» ENUNCIADO A: Diga se cada afirmação abaixo está de acordo com o trecho sobre o ato anti-imigração na Paulista, respondendo sim ou não e citando literalmente as palavras do trecho que decidem a questão: (i) O ato na Avenida Paulista aconteceu numa terça-feira. (ii) Os quatro homens presos eram todos de origem palestina. (iii) A Lei de Migração já tinha sido aprovada no Senado.

TEMAS GERAIS

Ato anti-imigração na Paulista foi contra a lei, dizem especialistas.

Discurso contra muçulmanos surpreendeu os especialistas.

Em 05/05/2017 Referência CORREIO CAPIXABA - Redação Multimídia

Gritos “contra a islamização” e discurso de intolerância religiosa no ato contra o novo Estatuto da Migração na Avenida Paulista nesta terça-feira (2) podem ser considerados crimes, dizem especialistas ouvidos pelo G1.

O protesto organizado pelas redes sociais pedia o veto da Lei de Migração, aprovada no Senado. Durante a manifestação, quatro homens – sendo dois de origem palestina - foram presos após confusão com os manifestantes. Eles foram liberados após audiência de custódia na última quarta, mas dois deles serão investigados por jogar um artefato explosivo no meio do ato.

» DADOS:
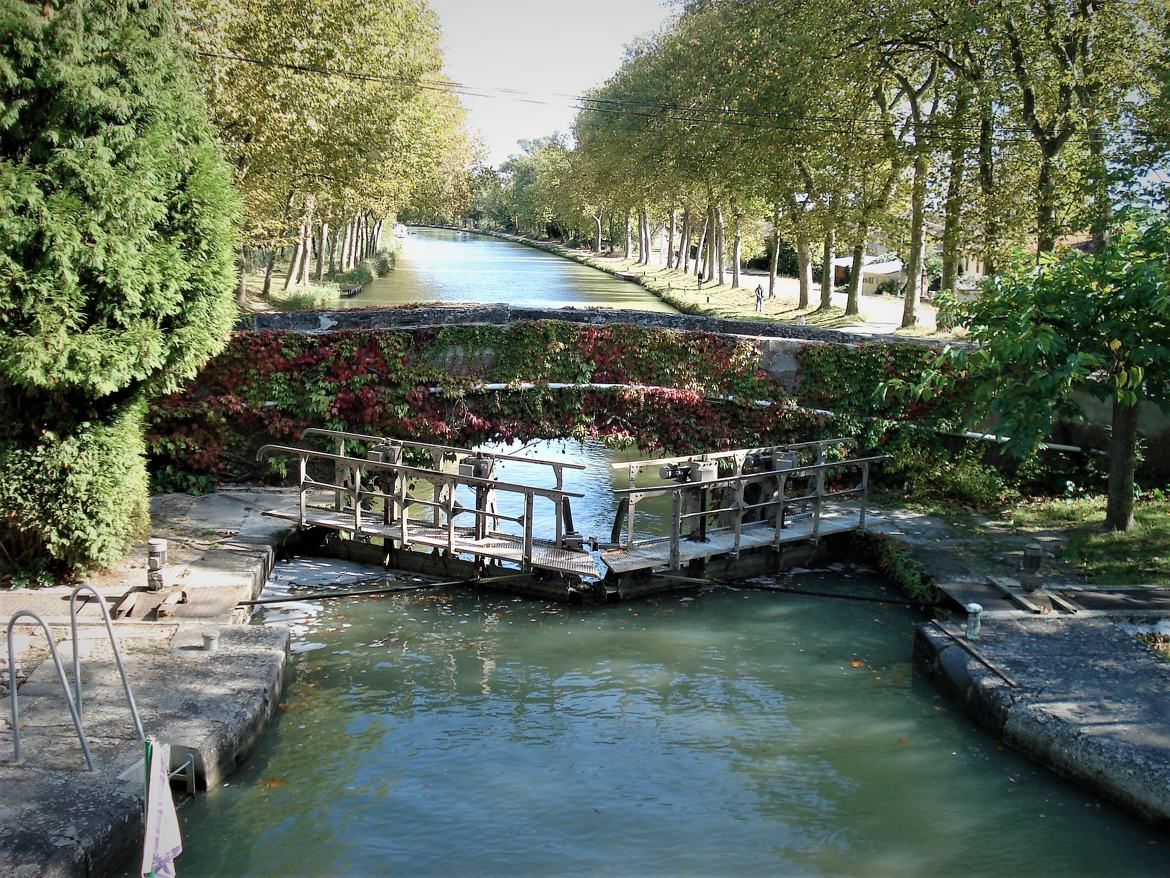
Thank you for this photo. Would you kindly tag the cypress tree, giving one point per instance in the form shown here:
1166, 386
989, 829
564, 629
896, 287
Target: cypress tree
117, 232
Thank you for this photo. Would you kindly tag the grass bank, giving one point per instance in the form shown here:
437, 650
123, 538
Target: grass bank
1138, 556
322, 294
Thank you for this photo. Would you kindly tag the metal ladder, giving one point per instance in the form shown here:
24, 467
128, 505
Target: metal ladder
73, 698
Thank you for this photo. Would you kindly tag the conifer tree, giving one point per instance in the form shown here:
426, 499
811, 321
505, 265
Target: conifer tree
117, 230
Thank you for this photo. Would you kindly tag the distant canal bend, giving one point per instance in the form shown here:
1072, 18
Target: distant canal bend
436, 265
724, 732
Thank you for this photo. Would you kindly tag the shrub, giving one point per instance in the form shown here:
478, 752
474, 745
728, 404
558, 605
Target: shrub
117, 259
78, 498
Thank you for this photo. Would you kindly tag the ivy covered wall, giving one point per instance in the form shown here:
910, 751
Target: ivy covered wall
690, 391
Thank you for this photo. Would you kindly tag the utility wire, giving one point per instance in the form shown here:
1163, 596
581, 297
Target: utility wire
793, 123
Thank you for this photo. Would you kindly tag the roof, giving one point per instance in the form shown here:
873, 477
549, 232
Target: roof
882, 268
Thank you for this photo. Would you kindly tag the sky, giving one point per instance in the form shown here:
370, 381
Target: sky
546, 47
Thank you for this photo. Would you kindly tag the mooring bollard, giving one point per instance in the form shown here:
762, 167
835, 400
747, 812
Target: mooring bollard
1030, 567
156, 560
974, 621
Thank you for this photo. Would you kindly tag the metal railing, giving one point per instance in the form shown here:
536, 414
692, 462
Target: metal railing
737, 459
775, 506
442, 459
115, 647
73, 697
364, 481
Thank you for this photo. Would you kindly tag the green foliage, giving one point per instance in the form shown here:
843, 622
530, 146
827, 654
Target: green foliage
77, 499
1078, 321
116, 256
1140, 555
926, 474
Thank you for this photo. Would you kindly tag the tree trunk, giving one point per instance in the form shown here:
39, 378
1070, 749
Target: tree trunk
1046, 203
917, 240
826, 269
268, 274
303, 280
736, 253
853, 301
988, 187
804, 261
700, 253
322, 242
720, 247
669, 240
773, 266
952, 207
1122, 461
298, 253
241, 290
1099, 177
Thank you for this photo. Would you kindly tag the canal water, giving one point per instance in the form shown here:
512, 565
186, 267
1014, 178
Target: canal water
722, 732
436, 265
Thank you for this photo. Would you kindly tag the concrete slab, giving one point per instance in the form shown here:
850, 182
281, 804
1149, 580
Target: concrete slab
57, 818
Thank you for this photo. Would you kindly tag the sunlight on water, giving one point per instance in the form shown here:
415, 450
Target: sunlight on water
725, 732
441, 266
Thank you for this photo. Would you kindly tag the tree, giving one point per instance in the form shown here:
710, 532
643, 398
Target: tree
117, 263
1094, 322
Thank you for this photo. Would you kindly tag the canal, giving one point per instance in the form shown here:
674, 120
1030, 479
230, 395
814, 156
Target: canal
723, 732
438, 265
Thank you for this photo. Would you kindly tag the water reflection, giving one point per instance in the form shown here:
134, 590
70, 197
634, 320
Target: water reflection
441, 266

==

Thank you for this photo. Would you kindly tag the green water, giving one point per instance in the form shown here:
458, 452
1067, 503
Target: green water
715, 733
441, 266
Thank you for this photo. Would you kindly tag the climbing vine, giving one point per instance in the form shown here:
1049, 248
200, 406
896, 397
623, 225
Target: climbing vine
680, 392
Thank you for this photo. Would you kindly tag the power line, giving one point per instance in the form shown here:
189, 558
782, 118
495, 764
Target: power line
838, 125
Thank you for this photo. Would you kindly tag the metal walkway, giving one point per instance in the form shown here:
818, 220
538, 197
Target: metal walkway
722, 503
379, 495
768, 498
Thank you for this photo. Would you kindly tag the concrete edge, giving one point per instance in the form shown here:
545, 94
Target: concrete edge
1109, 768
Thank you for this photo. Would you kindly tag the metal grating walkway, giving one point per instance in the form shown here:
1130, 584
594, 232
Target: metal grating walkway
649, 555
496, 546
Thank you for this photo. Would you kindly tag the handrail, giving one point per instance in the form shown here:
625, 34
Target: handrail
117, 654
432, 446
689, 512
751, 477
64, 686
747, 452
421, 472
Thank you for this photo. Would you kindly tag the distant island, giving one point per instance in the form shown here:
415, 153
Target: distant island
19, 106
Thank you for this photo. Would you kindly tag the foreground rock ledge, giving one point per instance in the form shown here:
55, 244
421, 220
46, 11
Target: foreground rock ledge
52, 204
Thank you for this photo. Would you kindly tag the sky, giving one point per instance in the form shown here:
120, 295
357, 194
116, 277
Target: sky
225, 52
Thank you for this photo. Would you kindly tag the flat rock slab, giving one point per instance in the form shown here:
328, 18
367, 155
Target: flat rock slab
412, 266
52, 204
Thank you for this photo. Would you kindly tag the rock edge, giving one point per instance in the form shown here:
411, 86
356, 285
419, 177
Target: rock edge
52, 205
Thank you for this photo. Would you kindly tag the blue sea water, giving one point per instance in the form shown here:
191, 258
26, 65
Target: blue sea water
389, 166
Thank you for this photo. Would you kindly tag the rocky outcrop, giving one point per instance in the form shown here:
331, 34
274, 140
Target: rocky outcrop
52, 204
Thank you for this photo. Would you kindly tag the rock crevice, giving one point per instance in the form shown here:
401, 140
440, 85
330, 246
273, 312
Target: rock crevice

==

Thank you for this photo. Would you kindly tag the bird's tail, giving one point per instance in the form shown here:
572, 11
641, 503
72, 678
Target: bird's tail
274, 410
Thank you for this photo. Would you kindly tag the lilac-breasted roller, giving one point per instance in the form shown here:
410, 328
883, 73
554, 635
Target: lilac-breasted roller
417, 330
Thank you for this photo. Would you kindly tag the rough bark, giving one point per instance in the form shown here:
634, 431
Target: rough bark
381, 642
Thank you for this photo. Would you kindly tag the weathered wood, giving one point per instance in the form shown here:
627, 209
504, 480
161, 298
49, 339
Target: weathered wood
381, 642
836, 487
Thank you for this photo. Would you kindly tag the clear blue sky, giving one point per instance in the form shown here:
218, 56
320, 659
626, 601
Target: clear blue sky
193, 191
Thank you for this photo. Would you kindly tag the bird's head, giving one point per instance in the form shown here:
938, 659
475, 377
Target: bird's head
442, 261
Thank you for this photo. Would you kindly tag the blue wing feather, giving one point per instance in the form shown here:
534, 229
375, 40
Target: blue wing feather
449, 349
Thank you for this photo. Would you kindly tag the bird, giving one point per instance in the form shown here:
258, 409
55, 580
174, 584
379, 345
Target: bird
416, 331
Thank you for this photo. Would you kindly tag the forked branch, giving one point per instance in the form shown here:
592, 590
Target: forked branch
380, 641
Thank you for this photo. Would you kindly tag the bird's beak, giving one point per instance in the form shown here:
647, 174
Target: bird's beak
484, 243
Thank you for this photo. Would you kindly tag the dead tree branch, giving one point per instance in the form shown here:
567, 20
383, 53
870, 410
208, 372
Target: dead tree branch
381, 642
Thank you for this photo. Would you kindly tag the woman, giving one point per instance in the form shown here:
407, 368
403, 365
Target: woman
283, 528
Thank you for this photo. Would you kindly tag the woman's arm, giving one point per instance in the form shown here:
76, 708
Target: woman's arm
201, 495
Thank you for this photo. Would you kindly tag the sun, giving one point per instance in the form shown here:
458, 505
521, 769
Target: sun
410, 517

» ENUNCIADO B: Mostre cada linha da listagem em que aparece a palavra "trunk", diferenciando maiúsculas de minúsculas.

» RESPOSTA FINAL A:
(i) Sim: "nesta terça-feira (2)".
(ii) Não: "sendo dois de origem palestina".
(iii) Sim: "aprovada no Senado".

» RESPOSTA FINAL B:
Thank you for this photo. Would you kindly tag the tree trunk, giving one point per instance in the form shown here:
Target: tree trunk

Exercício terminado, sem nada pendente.